━━━ Materials provided

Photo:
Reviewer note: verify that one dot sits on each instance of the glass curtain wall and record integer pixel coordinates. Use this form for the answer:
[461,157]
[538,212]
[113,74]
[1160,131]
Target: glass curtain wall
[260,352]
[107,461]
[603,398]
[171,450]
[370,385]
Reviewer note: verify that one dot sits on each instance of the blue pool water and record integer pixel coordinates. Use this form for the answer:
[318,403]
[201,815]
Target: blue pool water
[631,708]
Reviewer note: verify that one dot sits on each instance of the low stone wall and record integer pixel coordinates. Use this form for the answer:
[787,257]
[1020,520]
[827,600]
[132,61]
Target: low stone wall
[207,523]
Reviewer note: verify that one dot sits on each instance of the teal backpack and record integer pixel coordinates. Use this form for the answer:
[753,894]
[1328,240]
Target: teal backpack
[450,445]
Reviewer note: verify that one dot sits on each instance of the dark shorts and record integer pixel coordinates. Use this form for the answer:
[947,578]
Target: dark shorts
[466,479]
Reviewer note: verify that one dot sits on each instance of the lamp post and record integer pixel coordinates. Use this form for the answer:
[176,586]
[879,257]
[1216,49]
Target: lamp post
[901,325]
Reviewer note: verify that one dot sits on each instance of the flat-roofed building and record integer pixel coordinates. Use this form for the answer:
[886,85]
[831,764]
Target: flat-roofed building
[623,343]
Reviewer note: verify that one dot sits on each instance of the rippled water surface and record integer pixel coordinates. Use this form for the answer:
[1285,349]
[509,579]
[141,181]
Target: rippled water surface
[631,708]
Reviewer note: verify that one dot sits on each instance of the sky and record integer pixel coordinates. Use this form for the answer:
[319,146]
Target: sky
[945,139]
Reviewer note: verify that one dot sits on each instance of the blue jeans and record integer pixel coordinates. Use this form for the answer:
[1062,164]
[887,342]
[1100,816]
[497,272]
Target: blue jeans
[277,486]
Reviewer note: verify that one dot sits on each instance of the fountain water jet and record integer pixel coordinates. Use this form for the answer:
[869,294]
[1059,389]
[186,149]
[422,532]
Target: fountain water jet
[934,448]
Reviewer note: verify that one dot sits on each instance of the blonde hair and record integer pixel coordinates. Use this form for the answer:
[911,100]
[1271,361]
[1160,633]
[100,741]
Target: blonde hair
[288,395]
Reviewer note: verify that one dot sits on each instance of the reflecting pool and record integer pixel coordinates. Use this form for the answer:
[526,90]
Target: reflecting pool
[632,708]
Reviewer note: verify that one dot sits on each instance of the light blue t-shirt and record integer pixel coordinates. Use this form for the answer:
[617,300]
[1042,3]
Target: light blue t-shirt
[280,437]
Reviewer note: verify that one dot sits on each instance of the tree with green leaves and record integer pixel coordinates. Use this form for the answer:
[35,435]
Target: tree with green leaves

━━━━━━

Reproduce the listing above word for word, keeping every line in its original order.

Complete output:
Photo:
Reviewer note: verify that one dot sits on each instance of the glass curtain wall and record integer pixel coordinates. Use this form for the answer:
[461,157]
[538,212]
[113,74]
[1160,131]
Target: glass curtain wall
[260,352]
[107,461]
[603,398]
[171,450]
[370,385]
Reviewer note: verify that one dot sits on each instance of the blue pool water and record integer pixel coordinates. Use this form for the answer:
[318,403]
[201,815]
Target: blue pool water
[631,708]
Reviewer note: verify that one dot sits on each instance of the low stone wall and record integer pixel coordinates. Use this form for the answer:
[787,257]
[1020,520]
[827,600]
[132,61]
Target: low stone wall
[207,523]
Reviewer note: verify that one dot sits on each instance of the teal backpack and record integer pixel coordinates. Use this form for the answer:
[753,894]
[1328,240]
Target: teal backpack
[450,445]
Reviewer note: verify that one dot sits on each instance of the dark shorts and record integer pixel coordinates. Use this form for the answer:
[947,578]
Target: dark shorts
[466,479]
Reviewer note: verify that one dot sits on each instance of the lamp post and record integer pixel coordinates. Use this form for the answer:
[176,586]
[879,257]
[1216,49]
Target: lamp post
[901,325]
Reviewer note: verify that one dot sits on each instance of the flat-roofed building and record integer pixel coordinates. Use this form for the answer:
[886,85]
[831,764]
Target: flat-roofed building
[623,343]
Reviewer note: verify that one dot sits on each instance of the rippled water surface and record integer pixel coordinates. Use this form for the answer:
[1285,349]
[509,579]
[141,181]
Target: rippled water surface
[631,708]
Reviewer note: verify that one dot sits on each instance of the sky and record integer pixel coordinates. Use this form for the answer:
[319,146]
Target: sky
[945,139]
Reviewer note: verify that one dot sits on each instance of the blue jeans and record integer pixel coordinates. Use this form for the answer:
[1062,164]
[887,342]
[1100,816]
[497,272]
Target: blue jeans
[277,486]
Reviewer note: verify that one dot sits on each instance of the fountain water jet and record integer pixel coordinates. Use this form for the answer:
[869,294]
[1059,389]
[186,149]
[422,532]
Target: fountain water jet
[934,448]
Reviewer note: verify that one dot sits on each instance of the blonde hair and record integer pixel coordinates. Use this form for the answer:
[911,100]
[1271,361]
[1160,633]
[100,741]
Target: blonde hair
[288,395]
Reviewer note: verify that one dot sits on each instance of the reflecting pool and record integer pixel coordinates. Use this form for the answer:
[526,90]
Target: reflecting pool
[632,708]
Reviewer note: verify that one dot sits on each instance of the light blue t-shirt and record integer pixel coordinates. Use this form for the answer:
[617,300]
[1042,3]
Target: light blue t-shirt
[280,437]
Reviewer note: verify that one dot sits on each instance of the tree with green leaves and record integer pixel coordinates. Use this form for the answer:
[35,435]
Target: tree with green leaves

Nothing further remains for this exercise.